Items from a data source

####################

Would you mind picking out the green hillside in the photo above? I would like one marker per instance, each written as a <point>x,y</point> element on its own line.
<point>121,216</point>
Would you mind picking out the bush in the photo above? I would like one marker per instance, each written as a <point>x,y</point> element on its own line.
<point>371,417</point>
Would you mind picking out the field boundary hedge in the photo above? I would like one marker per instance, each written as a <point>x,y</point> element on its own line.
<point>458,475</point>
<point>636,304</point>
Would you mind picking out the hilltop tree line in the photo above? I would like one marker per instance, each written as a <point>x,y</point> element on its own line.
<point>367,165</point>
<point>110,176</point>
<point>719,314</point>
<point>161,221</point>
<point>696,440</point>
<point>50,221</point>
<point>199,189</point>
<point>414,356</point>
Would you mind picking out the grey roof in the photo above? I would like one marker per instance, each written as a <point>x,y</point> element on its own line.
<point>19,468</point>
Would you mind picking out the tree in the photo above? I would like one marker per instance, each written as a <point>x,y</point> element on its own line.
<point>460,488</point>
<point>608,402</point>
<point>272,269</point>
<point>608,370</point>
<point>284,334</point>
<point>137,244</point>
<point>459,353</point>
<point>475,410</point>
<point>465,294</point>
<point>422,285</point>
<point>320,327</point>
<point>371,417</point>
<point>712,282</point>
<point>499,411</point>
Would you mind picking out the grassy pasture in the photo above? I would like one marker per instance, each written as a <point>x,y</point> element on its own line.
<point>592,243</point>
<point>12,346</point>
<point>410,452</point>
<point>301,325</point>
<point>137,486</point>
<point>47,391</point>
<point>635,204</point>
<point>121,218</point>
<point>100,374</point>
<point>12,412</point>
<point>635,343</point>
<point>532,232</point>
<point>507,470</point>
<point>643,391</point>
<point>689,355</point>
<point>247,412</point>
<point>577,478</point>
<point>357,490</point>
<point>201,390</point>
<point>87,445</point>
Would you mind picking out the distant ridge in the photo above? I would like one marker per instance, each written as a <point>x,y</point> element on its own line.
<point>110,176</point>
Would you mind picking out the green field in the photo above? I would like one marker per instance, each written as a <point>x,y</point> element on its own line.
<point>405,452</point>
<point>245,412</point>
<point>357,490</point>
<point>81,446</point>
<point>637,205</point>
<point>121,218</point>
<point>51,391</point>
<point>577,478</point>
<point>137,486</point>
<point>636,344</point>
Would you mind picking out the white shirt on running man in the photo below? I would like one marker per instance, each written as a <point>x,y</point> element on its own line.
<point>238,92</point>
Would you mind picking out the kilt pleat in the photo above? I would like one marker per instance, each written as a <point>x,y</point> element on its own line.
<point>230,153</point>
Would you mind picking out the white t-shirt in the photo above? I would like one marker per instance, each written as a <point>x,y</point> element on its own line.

####################

• [Set task]: Rewrite every line of the rows above as a JSON list of strings, one string per line, and leave out any blank lines.

• [Exercise solution]:
[
  "Would you mind picking out the green hillside in the photo above? I would like one marker per instance, each written as a <point>x,y</point> element on its own line.",
  "<point>121,216</point>",
  "Would you mind picking out the bush in the photo above? I would like one marker per instance, each written as a <point>x,y</point> element on its own line.",
  "<point>371,417</point>",
  "Would you mind picking out the field boundary hedge in the photo above? I would like one marker per instance, each written as a <point>x,y</point> element on its own line.",
  "<point>458,475</point>",
  "<point>636,304</point>",
  "Would you mind picking out the hilltop tree line in the photo above? I would like one marker per instance, each written as a <point>x,y</point> element on its own line.",
  "<point>367,165</point>",
  "<point>110,176</point>",
  "<point>719,314</point>",
  "<point>161,221</point>",
  "<point>696,440</point>",
  "<point>50,221</point>",
  "<point>199,189</point>",
  "<point>414,356</point>",
  "Would you mind picking out the grey roof in the photo above? I would like one marker per instance, each written as a <point>x,y</point> element on its own line.",
  "<point>19,468</point>",
  "Would you mind picking out the tree in the photo above? I would like one marker per instance, each written as a <point>x,y</point> element on its own line.",
  "<point>460,488</point>",
  "<point>608,402</point>",
  "<point>272,269</point>",
  "<point>608,370</point>",
  "<point>284,334</point>",
  "<point>137,244</point>",
  "<point>459,353</point>",
  "<point>475,410</point>",
  "<point>465,294</point>",
  "<point>422,285</point>",
  "<point>320,327</point>",
  "<point>371,417</point>",
  "<point>712,282</point>",
  "<point>499,411</point>",
  "Would you mind picking out the grassy pasture in the photo above? I would like one marker per instance, each written as a <point>x,y</point> element on its own line.",
  "<point>592,243</point>",
  "<point>12,346</point>",
  "<point>410,452</point>",
  "<point>301,325</point>",
  "<point>137,486</point>",
  "<point>47,391</point>",
  "<point>635,204</point>",
  "<point>121,218</point>",
  "<point>100,374</point>",
  "<point>12,412</point>",
  "<point>635,343</point>",
  "<point>532,232</point>",
  "<point>507,470</point>",
  "<point>643,391</point>",
  "<point>689,355</point>",
  "<point>247,412</point>",
  "<point>577,478</point>",
  "<point>357,490</point>",
  "<point>201,390</point>",
  "<point>87,445</point>",
  "Would you mind picking out the distant ridge in the photo above? I would like one marker per instance, each written as a <point>x,y</point> element on its own line.",
  "<point>110,176</point>",
  "Would you mind picking out the green field in the photo above? I would like one marker per instance, each written as a <point>x,y</point> element on its own line.",
  "<point>405,452</point>",
  "<point>245,412</point>",
  "<point>357,490</point>",
  "<point>81,446</point>",
  "<point>637,205</point>",
  "<point>121,218</point>",
  "<point>51,391</point>",
  "<point>577,478</point>",
  "<point>137,486</point>",
  "<point>636,344</point>",
  "Would you mind picking out the white shirt on running man in the photo below? I would like one marker per instance, each written as a <point>x,y</point> element on its own line.",
  "<point>238,92</point>",
  "Would you mind picking out the kilt pleat in the photo above? I would like one marker per instance, each written as a <point>x,y</point> element on its own line.",
  "<point>230,153</point>",
  "Would you mind picking out the white t-shirt in the photo above? I would like one marker per instance, each written as a <point>x,y</point> element on its own line."
]